======== Page extract
Although Sofia is famous for its location near Vitosha Mountain, the city doesn't do much to promote this advantage. Public transport to Vitosha is irregular and stations are far from the center as there is not a convenient connection.
The municipality appears to know little of how residents and visitors travel around the city and this thwarts effective transport improvements. Hopes, however, are pinned on the new ticket system which was ready this November and allows commuters to buy e-cards and tickets. The system cost nearly 100 million levs (50 million euro). It is expected to reveal which transport lines are busier thanks to face recognition, but it is debatable whether it takes into account how people change transportation in order to get to a certain point.
Sofia's ambition, however, is to be a green city. And it has a lot of potential for this if it would only implement certain projects that are currently suspended. For example, a green bicycle and pedestrian line which goes in a circle around the whole city was promised 10 years ago, yet it hasn't even been started.
Also, Sofia has planned many new parks and they are set in its "constitution" - the general development plan. But a huge swathe of land is in private hands, so in order to create green areas, the municipality has to buy this land in the first place. This will cost around 4 billion levs, money Sofia doesn't have, although it has 10 years to come up with a solution. Now it could be too late as the memorandum for private land expires and its owners may decide to build new buildings there or to close some roads.
Millions on poor reconstruction
Sofia is also infamous for its poor road repairs. Three years ago, the municipality repaired central streets and boulevards (such as Graf Ignatiev street), using millions of EU money. The roads under repair were blocked by building materials and virtually inaccessible to pedestrians for a year. In addition, many businesses located on the street closed. When the repairs were finished, it turned out the new road surface was of poor quality and the new tiles quickly fell apart.
One year ago another boulevard was repaired - Todor Kableshkov, but again the result was unimpressive. Hence many Sofians joke that the city is fine as it is because they are wary of the fallout from planned reconstruction!
================
[What to produce]
Write out the part of the text on Sofia's city planning from "Millions on poor" to "from planned reconstruction!", word for word. The material that follows comes from a separate source.
======== Data provided
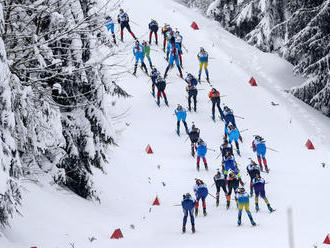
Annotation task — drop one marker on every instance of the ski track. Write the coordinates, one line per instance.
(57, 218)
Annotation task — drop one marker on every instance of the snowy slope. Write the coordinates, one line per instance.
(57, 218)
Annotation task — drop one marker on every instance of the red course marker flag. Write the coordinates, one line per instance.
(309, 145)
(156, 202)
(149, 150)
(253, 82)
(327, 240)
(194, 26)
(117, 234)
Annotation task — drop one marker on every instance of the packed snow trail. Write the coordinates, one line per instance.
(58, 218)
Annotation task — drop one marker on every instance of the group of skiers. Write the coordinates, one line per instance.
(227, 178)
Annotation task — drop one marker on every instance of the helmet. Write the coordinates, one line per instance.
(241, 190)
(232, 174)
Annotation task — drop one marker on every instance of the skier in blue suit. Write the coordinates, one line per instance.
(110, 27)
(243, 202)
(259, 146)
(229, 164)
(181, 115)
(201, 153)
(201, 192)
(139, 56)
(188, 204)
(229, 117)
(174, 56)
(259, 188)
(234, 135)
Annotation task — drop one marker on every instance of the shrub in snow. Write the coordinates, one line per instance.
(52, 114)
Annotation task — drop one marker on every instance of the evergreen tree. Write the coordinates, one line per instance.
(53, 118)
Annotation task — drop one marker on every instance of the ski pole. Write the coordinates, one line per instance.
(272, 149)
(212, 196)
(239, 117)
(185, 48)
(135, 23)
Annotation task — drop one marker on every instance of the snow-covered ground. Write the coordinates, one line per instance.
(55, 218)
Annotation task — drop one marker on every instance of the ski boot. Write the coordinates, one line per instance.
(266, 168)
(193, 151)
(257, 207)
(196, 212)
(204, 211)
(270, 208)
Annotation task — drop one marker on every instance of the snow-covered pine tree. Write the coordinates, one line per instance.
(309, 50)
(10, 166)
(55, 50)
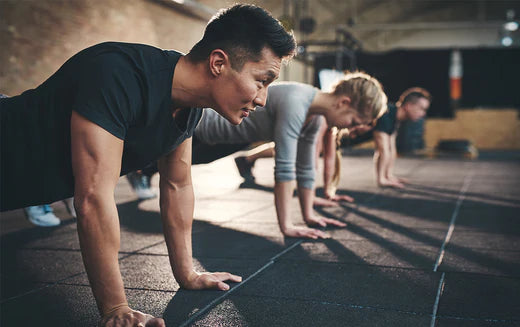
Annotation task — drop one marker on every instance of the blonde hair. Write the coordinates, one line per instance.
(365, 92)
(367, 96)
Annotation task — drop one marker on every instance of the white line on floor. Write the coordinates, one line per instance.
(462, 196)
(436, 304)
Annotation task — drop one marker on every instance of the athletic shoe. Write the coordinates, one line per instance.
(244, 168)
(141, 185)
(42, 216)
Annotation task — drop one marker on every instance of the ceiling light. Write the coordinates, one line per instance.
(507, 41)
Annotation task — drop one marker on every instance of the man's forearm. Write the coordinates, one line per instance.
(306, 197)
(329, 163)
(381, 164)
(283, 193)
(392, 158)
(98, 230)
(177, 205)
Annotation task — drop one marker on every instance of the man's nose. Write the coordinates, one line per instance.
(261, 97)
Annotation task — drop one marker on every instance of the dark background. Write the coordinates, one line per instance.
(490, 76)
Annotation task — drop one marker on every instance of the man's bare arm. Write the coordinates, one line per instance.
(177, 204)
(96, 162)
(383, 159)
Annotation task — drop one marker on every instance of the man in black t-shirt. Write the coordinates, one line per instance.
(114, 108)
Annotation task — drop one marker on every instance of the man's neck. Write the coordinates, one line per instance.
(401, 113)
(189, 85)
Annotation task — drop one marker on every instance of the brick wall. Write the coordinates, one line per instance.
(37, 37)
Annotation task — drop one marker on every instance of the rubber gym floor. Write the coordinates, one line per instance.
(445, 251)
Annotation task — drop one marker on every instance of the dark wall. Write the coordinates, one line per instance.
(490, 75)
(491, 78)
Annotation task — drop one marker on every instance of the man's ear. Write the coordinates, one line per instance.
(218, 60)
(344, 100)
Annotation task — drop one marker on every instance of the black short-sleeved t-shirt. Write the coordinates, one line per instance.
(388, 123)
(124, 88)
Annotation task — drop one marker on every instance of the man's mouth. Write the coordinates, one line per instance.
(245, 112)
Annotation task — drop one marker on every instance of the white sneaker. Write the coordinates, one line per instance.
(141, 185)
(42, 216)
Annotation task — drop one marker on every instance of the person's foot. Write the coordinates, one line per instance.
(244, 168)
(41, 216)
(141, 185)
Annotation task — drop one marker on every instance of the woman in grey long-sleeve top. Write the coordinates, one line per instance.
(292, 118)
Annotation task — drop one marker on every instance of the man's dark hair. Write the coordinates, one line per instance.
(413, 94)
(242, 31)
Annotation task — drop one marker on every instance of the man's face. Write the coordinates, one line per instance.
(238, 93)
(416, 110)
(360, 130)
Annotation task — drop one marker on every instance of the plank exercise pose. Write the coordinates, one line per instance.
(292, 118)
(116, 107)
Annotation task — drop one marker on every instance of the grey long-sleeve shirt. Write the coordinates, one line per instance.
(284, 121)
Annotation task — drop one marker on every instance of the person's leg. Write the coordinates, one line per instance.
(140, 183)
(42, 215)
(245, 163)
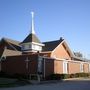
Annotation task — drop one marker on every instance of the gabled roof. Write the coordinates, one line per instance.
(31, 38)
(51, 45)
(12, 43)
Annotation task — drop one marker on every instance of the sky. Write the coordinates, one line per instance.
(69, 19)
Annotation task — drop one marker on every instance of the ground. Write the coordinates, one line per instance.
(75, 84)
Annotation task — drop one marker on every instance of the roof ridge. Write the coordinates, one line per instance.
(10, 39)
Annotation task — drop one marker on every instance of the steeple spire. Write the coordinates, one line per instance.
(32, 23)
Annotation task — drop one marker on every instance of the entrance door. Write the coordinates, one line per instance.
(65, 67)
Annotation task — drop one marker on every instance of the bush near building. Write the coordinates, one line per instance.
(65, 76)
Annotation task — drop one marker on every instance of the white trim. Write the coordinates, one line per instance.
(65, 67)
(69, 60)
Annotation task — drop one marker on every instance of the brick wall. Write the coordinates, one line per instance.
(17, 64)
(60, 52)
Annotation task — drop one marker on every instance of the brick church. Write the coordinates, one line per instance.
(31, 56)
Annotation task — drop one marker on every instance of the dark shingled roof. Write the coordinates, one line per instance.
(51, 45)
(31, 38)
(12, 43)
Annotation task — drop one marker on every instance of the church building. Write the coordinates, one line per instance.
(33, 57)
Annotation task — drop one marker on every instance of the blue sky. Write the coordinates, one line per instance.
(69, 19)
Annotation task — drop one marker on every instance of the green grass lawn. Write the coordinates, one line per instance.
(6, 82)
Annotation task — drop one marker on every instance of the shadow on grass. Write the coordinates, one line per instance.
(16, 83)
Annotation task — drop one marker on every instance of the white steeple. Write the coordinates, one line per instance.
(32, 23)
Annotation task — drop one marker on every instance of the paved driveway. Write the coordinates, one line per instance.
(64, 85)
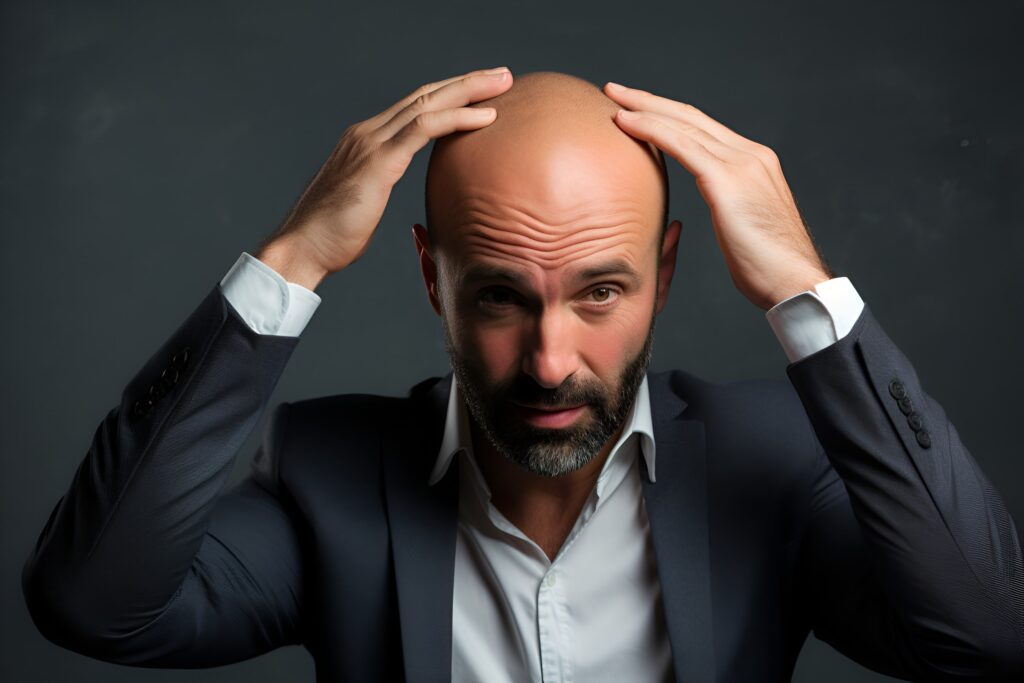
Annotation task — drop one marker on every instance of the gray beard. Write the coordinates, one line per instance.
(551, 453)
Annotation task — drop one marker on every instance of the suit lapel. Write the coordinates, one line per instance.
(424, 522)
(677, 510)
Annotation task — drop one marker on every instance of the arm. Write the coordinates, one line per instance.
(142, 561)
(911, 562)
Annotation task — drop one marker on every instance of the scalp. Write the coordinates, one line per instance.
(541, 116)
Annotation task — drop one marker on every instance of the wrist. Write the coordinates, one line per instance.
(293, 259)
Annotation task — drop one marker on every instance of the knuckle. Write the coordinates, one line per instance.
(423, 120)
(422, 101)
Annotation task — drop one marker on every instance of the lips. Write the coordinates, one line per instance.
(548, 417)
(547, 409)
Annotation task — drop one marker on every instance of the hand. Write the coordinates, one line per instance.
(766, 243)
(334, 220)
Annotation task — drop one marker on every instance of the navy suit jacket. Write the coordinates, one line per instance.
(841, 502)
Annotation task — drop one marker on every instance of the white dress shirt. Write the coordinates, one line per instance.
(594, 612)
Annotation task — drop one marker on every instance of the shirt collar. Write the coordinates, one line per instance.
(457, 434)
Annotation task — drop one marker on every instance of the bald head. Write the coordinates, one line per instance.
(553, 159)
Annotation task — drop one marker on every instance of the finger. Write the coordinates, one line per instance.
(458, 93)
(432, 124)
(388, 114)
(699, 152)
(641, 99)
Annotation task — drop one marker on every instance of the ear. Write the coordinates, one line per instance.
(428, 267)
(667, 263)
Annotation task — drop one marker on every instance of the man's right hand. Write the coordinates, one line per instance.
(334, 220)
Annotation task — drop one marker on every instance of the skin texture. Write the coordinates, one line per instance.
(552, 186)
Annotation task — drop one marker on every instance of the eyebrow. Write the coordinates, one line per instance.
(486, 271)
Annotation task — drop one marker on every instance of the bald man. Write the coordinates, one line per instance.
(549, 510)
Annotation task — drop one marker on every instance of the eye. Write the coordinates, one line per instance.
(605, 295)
================
[The answer]
Millions on poor reconstruction
Sofia is also infamous for its poor road repairs. Three years ago, the municipality repaired central streets and boulevards (such as Graf Ignatiev street), using millions of EU money. The roads under repair were blocked by building materials and virtually inaccessible to pedestrians for a year. In addition, many businesses located on the street closed. When the repairs were finished, it turned out the new road surface was of poor quality and the new tiles quickly fell apart.
One year ago another boulevard was repaired - Todor Kableshkov, but again the result was unimpressive. Hence many Sofians joke that the city is fine as it is because they are wary of the fallout from planned reconstruction!